Requirements:
Could every line of the data be printed exactly as it reads?

Start Record excerpts

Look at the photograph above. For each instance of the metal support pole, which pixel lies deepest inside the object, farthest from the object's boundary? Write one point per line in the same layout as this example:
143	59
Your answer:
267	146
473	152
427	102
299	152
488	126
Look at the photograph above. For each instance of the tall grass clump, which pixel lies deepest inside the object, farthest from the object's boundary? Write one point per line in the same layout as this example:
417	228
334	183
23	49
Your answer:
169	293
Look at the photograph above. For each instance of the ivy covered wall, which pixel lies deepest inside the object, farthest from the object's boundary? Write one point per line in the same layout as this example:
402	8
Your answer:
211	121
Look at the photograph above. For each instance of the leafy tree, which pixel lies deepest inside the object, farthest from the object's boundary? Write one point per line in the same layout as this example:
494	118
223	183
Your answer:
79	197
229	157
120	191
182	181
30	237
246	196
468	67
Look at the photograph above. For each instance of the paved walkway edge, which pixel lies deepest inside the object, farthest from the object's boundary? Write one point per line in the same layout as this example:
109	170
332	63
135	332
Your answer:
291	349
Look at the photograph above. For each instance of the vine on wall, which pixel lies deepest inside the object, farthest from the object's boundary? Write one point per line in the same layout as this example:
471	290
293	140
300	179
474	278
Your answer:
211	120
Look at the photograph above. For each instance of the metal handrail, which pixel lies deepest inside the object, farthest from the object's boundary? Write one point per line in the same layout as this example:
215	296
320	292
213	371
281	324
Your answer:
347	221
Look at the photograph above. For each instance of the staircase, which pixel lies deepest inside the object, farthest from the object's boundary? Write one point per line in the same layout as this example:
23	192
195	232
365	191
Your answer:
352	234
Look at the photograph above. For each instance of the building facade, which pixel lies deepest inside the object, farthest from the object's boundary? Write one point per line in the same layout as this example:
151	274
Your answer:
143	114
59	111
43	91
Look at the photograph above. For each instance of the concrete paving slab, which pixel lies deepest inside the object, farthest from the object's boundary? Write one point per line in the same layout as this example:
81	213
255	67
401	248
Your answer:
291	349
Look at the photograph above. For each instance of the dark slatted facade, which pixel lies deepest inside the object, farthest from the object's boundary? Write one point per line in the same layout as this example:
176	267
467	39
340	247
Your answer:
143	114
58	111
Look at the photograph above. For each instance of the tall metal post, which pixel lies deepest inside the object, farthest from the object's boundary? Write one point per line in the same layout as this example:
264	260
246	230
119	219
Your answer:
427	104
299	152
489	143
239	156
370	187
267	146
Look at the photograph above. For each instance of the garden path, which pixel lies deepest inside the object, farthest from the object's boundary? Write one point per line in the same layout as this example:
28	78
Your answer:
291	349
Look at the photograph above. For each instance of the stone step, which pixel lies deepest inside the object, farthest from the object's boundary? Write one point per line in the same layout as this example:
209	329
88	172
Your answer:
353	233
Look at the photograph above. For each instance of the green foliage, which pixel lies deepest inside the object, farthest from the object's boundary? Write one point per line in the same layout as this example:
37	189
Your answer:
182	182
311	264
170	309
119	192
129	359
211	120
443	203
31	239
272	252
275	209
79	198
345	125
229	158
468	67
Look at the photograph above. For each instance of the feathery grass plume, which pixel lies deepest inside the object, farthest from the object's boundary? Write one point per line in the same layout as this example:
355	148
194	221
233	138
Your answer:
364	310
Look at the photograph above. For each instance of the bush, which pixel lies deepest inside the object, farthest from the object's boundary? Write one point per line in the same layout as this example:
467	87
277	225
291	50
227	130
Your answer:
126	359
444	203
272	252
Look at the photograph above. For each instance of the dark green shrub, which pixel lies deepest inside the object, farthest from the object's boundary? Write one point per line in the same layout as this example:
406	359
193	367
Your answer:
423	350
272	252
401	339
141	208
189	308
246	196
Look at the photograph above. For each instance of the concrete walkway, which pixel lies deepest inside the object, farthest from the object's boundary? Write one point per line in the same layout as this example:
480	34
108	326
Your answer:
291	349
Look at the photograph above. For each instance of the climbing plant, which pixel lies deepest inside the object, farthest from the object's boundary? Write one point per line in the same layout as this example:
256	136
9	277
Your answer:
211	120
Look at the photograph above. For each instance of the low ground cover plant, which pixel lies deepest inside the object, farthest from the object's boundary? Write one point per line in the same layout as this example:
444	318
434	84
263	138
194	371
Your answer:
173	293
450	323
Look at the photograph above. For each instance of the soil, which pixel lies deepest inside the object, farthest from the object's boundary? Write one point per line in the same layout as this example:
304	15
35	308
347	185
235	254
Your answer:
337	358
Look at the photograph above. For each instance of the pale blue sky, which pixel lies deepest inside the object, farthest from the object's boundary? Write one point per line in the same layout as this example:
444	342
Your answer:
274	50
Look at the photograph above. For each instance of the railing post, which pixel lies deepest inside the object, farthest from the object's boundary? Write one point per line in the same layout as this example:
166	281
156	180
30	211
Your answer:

End Record excerpts

Final result:
Look at the photograph above. For each instance of the metal support pole, which pixel lies deepest inside the object, farthest from the object's boundary? Write one point per line in the same layout as this example:
143	59
Your answer:
267	146
473	152
427	102
299	152
488	126
Look at the photograph above. For each instance of the tall grass clump, which pixel lies deepest inside the object, farthest from the object's boundary? Write one point per line in the same layout as this example:
417	228
334	183
23	49
Your answer:
169	293
Look at the photograph above. For each instance of the ivy covered wall, which pixel lies deepest inside the object, farthest from the object's boundary? Write one point per line in the same layout as this example:
402	8
Your answer:
211	121
Look at the photograph above. For each instance of the leafy tree, which pixel lies deepest inside the object, farthest from the object's boundary? Write one point per line in the same layout as this example:
494	118
223	183
Your answer:
79	197
229	157
120	191
182	181
30	237
246	196
468	67
Look at the photograph above. For each instance of the paved walkway edge, which pixel lies deepest inside the object, farthest from the object's boundary? Write one point per line in the same layout as this example:
109	170
332	63
135	332
Your answer:
291	349
Look at the photograph above. For each instance of the vine on wall, which pixel lies deepest inside the object, farthest from the object's boundary? Write one point per line in the same layout as this example:
471	290
293	140
300	179
474	278
Your answer:
211	120
Look at the photograph above. For each instance of the metal handrail, which pixel lies deepest inside the object, farthest from the object's boundary? Write one point per line in the same layout as this example:
215	296
320	292
213	371
281	324
Your answer:
347	221
Look at the photograph above. For each instance of the staircase, which pixel lies deepest inside the object, farthest from the object's boundary? Write one point per line in the same layout as this example:
23	192
195	232
365	191
Your answer:
352	234
Look at the photograph above. For each instance of the building facade, which pixel lies deepest inside the object, farthest from the object's boundary? Write one point per line in the same layout as this example:
151	274
Your answer:
143	114
59	111
43	91
Look at the photograph above. For each instance of the concrete paving slab, which pixel lies deepest inside the object, farthest from the object's boundary? Write one point per line in the same layout as this example:
81	213
255	67
401	248
Your answer:
291	349
Look at the photograph above. For each instance of the dark slatted facade, which pixel lies deepest inside the object, farthest from the object's boundary? Write one point per line in the same layout as this example:
176	267
467	39
340	247
Your answer:
143	114
58	111
Look at the photograph above. For each instance of the tall metal post, which pixel lies deepest inside the object, farthest from the object's boundary? Write one point per line in the same layout as this example:
264	260
246	230
119	219
Your answer:
427	104
299	152
489	143
239	156
370	187
267	146
Look at the photograph above. For each instance of the garden path, which pixel lies deepest inside the object, farthest from the object's boundary? Write one point per line in the same layout as this example:
28	78
Your answer:
291	349
Look at the photograph above. For each instance of the stone step, which pixel lies deepest inside the object, farthest from the object's boundary? Write one point per line in the same layout as this example:
209	329
88	172
Your answer:
353	233
Look at the photograph above. For each instance of the green foliage, which pixel lies deepest inside the object, farthest from the object's boundary? Write one point per line in the same layout as this example:
37	189
Your answer:
182	182
311	264
170	309
119	192
129	359
211	120
443	203
31	239
272	252
275	209
79	198
345	125
229	158
468	67
Look at the photograph above. For each instance of the feathery grass plume, which pixel lies deepest inside the object, farthest from the object's boundary? Write one point per line in the same layout as this example:
355	148
194	221
233	138
Your answer:
364	310
Look at the photograph above. For each instance of the bush, which pixel lies deepest inside the object, farthest from the object's boundary? Write one point per line in the same layout as this example:
467	87
277	225
291	50
227	130
Your answer:
126	359
444	203
272	252
Look at the photograph above. For each instance of the dark green shrub, which pixel lies deepest inside the object, farthest from the object's boundary? Write one point per line in the same layout as this example:
406	359
193	367
Your answer:
423	350
272	252
401	339
141	208
189	308
246	196
Look at the photograph above. For each instance of the concrete walkway, which pixel lies deepest inside the object, farthest from the object's boundary? Write one point per line in the same layout as this example:
480	34
108	326
Your answer:
291	349
Look at the photograph above. For each instance of the climbing plant, which pixel lies deepest inside the object, farthest from the object's boundary? Write one point per line in the same layout as this example:
256	136
9	277
Your answer:
211	120
Look at the photograph above. For each instance of the low ground cover plant, which pixel lies deepest inside the object, farthest from the object's boundary? Write one point per line in the same layout as this example:
444	318
434	84
263	138
194	371
Your answer:
173	293
450	323
Look at the photograph above. For each instance of the soil, which pixel lies deepest inside the object, farthest from the object's boundary? Write one point per line in the same layout as this example:
304	15
35	308
347	185
235	254
Your answer:
337	358
Look at the photograph above. For each instance of the pale blue sky, which pixel lies deepest inside the object, farthest from the object's boundary? Write one point per line in the same layout as this example:
444	342
Your answer:
274	50
Look at the photograph above. For each instance of the railing post, which pixel lies deepest inside the object, farthest from the object's boundary? Write one point per line in the same layout as this example:
166	281
156	180
30	211
Your answer:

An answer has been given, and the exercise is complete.